ASSIGNMENT:
Line by line, retype the data exactly as it is given.

Entries taken from a collection:
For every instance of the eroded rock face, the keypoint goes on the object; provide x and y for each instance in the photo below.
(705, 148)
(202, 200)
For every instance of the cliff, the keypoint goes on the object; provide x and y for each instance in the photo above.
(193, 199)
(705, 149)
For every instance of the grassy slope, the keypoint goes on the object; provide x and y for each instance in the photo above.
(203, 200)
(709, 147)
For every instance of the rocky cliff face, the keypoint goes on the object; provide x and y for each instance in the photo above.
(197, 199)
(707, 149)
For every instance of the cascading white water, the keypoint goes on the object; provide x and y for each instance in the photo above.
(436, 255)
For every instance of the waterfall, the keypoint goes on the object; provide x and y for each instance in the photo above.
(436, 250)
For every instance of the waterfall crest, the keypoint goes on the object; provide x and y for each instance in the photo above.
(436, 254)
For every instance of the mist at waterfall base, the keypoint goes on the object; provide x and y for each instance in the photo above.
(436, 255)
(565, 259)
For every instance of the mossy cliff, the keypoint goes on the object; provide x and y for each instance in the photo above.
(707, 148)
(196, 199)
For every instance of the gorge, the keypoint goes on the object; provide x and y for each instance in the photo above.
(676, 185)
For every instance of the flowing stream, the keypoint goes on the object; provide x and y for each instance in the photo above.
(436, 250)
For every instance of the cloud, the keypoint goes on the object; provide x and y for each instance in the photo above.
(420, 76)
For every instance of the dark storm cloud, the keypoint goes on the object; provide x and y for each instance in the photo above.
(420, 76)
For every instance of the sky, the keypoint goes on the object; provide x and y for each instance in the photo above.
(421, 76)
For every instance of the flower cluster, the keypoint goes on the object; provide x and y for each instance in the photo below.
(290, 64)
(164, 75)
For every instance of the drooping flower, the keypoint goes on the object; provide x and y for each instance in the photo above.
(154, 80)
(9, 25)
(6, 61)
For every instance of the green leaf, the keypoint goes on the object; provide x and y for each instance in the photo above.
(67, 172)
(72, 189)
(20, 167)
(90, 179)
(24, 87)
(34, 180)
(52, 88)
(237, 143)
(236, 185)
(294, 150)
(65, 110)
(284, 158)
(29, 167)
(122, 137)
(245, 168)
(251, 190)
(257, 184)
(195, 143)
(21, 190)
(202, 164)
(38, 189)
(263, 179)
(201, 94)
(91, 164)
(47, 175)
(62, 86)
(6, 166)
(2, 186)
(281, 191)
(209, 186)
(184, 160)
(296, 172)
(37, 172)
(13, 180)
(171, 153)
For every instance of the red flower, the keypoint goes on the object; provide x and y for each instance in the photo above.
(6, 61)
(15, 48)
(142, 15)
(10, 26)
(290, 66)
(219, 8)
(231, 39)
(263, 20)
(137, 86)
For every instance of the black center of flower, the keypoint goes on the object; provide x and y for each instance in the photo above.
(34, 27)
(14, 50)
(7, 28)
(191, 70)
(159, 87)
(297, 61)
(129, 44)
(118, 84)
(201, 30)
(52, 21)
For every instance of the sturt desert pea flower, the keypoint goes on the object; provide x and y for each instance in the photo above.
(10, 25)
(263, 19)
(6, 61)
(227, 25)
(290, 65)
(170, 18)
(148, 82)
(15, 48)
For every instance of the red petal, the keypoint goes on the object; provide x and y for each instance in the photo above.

WORKED SOLUTION:
For every instance of the eroded rock face, the keypoint goes on the object; provide x and y for each instance in the photo below.
(705, 148)
(202, 200)
For every instance of the cliff, the keypoint goes on the object; provide x and y for each instance in the photo above.
(193, 199)
(705, 149)
For every instance of the grassy slope, the keypoint goes on the object; provide x and y for each instance in the photo above.
(203, 200)
(709, 147)
For every instance of the rocky cliff face, the keypoint goes on the object; provide x and y for each instance in the photo above.
(197, 199)
(707, 149)
For every instance of the cascading white water, the keypoint goes on the object; provide x and y for each instance in the photo above.
(436, 255)
For every instance of the waterfall, the keypoint goes on the object; provide x and y for each instance in the photo above.
(436, 250)
For every instance of the waterfall crest, the keypoint goes on the object; provide x and y for each instance in the photo above.
(436, 254)
For every instance of the mist at waterfall base, the keypoint goes on the object; provide x and y for each instance in the photo above.
(436, 255)
(565, 259)
For every instance of the mossy cliff, the keypoint goes on the object; provide x and y for each instance in the photo above.
(707, 148)
(196, 199)
For every instance of the gorge, the keypoint goes on the object; provide x and y for each instance in the photo above.
(676, 185)
For every instance of the flowing stream, the keypoint goes on the object; provide x and y for each instance in the photo above.
(436, 250)
For every instance of the cloud, the keypoint goes on the object; provide x and y for each instance in the photo above.
(420, 76)
For every instance of the dark storm cloud, the keypoint goes on the object; provide x and y for each instance in the photo above.
(420, 76)
For every instance of the sky, the keypoint goes on the object; provide x and y for each instance in the photo above.
(421, 76)
For every instance of the flower cluster, the keypoint goes on the object; provide x and y for each instance in the photo below.
(290, 64)
(164, 75)
For every instance of the drooping flower, the keypoint goes on the object; provide x and y for each instance in the photo above.
(154, 80)
(9, 25)
(6, 61)
For every instance of the green leaf, the keypoint goes on the object; provide x and y for each instance in the photo above.
(67, 172)
(72, 189)
(20, 167)
(90, 179)
(24, 87)
(34, 180)
(52, 88)
(237, 143)
(236, 185)
(294, 150)
(65, 110)
(284, 158)
(29, 167)
(122, 137)
(245, 168)
(251, 190)
(257, 184)
(195, 143)
(21, 190)
(202, 164)
(38, 189)
(263, 179)
(201, 94)
(91, 164)
(47, 175)
(62, 86)
(6, 166)
(2, 186)
(281, 191)
(209, 186)
(184, 160)
(296, 172)
(37, 172)
(13, 180)
(171, 153)
For every instance of the red flower, the keypoint goes on the object; provide x and y for each instance in the photo above.
(6, 61)
(15, 48)
(142, 15)
(10, 26)
(290, 66)
(219, 8)
(231, 39)
(263, 20)
(137, 86)
For every instance of the black center of flower, the keypoint goes on the object; provide x and y for each instance in the photo above.
(34, 27)
(14, 50)
(7, 28)
(191, 70)
(159, 87)
(297, 61)
(129, 44)
(118, 84)
(201, 30)
(52, 21)
For every instance of the sturt desert pea flower, the keypoint goes on the object; provide x and y for each instance in the photo above.
(10, 25)
(263, 19)
(6, 61)
(227, 25)
(290, 65)
(170, 18)
(148, 82)
(15, 48)
For every instance of the red petal, the keypoint goes on the object; provide x and y for each instance in the photo above.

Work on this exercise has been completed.